[[ Supplied entries, beginning ]]

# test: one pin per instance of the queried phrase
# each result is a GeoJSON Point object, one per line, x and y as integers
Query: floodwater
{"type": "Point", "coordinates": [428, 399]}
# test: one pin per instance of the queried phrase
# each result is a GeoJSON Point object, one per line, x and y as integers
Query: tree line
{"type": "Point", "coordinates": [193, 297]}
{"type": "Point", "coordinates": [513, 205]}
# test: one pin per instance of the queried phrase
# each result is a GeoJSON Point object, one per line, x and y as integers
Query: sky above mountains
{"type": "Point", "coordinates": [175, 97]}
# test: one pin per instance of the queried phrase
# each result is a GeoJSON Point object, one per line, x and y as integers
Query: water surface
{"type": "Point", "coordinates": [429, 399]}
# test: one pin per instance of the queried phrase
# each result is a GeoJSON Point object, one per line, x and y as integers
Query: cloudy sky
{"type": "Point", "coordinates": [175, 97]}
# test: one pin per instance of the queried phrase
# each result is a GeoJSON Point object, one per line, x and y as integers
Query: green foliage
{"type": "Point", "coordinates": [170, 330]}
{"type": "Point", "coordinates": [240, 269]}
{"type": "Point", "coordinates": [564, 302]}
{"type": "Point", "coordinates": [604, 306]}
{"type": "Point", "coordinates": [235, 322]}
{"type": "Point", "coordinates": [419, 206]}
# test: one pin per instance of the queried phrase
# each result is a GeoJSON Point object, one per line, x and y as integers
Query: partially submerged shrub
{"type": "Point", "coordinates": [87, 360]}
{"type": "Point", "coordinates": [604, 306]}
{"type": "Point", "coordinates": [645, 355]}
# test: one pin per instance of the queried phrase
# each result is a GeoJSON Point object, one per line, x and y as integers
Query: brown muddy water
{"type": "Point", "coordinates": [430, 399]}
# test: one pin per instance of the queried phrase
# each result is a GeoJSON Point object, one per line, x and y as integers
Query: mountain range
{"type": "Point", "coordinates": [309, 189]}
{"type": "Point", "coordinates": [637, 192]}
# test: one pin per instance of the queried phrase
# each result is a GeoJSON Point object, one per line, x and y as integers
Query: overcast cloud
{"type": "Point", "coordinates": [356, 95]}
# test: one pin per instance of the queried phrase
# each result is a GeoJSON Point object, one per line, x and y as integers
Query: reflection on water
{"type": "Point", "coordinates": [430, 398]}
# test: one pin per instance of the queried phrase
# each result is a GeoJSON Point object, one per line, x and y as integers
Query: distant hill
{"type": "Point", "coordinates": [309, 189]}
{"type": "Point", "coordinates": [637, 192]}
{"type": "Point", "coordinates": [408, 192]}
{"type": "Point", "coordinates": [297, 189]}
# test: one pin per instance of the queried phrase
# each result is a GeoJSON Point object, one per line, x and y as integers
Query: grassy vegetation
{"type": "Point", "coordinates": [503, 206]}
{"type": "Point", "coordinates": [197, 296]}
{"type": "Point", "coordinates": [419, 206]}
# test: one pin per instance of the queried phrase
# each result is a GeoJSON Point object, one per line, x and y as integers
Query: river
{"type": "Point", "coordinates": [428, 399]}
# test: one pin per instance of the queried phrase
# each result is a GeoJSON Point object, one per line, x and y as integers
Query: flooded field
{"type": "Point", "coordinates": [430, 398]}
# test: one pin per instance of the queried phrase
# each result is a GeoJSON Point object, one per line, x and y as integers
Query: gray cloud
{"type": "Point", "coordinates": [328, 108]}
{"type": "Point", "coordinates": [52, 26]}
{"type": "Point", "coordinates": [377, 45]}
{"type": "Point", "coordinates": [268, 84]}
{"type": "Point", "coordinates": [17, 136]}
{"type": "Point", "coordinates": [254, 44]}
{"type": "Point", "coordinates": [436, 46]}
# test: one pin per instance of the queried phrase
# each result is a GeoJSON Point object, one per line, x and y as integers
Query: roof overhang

[[ Supplied entries, end ]]

- Task statement:
Give an exact transcription of all the material.

- Response to this exercise:
# test: one pin per instance of the queried phrase
# each result is a GeoJSON Point object, one per line, x and y as integers
Query: floodwater
{"type": "Point", "coordinates": [428, 399]}
# test: one pin per instance of the queried phrase
# each result is a GeoJSON Point object, one per line, x and y as integers
Query: tree line
{"type": "Point", "coordinates": [193, 297]}
{"type": "Point", "coordinates": [513, 205]}
# test: one pin per instance of the queried phrase
# each result is a GeoJSON Point object, one per line, x and y as integers
Query: sky above mountains
{"type": "Point", "coordinates": [175, 97]}
# test: one pin per instance of the queried phrase
# each result is a GeoJSON Point object, one per line, x and y as integers
Query: water surface
{"type": "Point", "coordinates": [429, 399]}
# test: one pin per instance of the queried phrase
# each result is a GeoJSON Point object, one per line, x and y as integers
Query: cloudy sky
{"type": "Point", "coordinates": [175, 97]}
# test: one pin per instance of the queried phrase
# each result is a GeoJSON Point object, one per line, x and y as integers
Query: green foliage
{"type": "Point", "coordinates": [170, 330]}
{"type": "Point", "coordinates": [240, 269]}
{"type": "Point", "coordinates": [564, 302]}
{"type": "Point", "coordinates": [604, 306]}
{"type": "Point", "coordinates": [235, 322]}
{"type": "Point", "coordinates": [419, 206]}
# test: one pin per instance of the queried phrase
# each result is a GeoJSON Point object, one per line, x and y as integers
Query: partially submerged shrub
{"type": "Point", "coordinates": [87, 360]}
{"type": "Point", "coordinates": [604, 306]}
{"type": "Point", "coordinates": [645, 355]}
# test: one pin per instance of the queried phrase
# each result is a GeoJSON Point object, one per line, x and y as integers
Query: brown muddy water
{"type": "Point", "coordinates": [430, 399]}
# test: one pin per instance of the queried phrase
# each result is a GeoJSON Point object, one per line, x and y as integers
Query: mountain range
{"type": "Point", "coordinates": [309, 189]}
{"type": "Point", "coordinates": [637, 192]}
# test: one pin per instance of the queried phrase
# each result is a GeoJSON Point object, one per line, x and y as integers
Query: overcast cloud
{"type": "Point", "coordinates": [356, 95]}
# test: one pin per instance of the queried phrase
# each result is a GeoJSON Point object, one per line, x and y as integers
Query: reflection on water
{"type": "Point", "coordinates": [430, 398]}
# test: one pin per instance of the queried phrase
# each result is a GeoJSON Point object, one per line, x and y as integers
Query: distant hill
{"type": "Point", "coordinates": [309, 189]}
{"type": "Point", "coordinates": [637, 192]}
{"type": "Point", "coordinates": [408, 192]}
{"type": "Point", "coordinates": [297, 189]}
# test: one pin per instance of the queried phrase
# each result is a GeoJSON Point object, one per line, x and y as integers
Query: grassy vegetation
{"type": "Point", "coordinates": [503, 206]}
{"type": "Point", "coordinates": [197, 296]}
{"type": "Point", "coordinates": [419, 206]}
# test: one pin per instance of the queried phrase
# each result is a GeoJSON Point object, one per line, x and y as integers
Query: river
{"type": "Point", "coordinates": [428, 399]}
# test: one pin per instance of the queried phrase
# each result is a GeoJSON Point object, one per line, x and y as integers
Query: flooded field
{"type": "Point", "coordinates": [430, 398]}
# test: one pin per instance of the queried phrase
# each result is a GeoJSON Point object, one per line, x and y as integers
Query: gray cloud
{"type": "Point", "coordinates": [328, 108]}
{"type": "Point", "coordinates": [52, 26]}
{"type": "Point", "coordinates": [377, 45]}
{"type": "Point", "coordinates": [268, 84]}
{"type": "Point", "coordinates": [17, 136]}
{"type": "Point", "coordinates": [254, 44]}
{"type": "Point", "coordinates": [436, 46]}
# test: one pin per instance of the queried phrase
# each result is a GeoJSON Point object, one per line, x and y as integers
Query: roof overhang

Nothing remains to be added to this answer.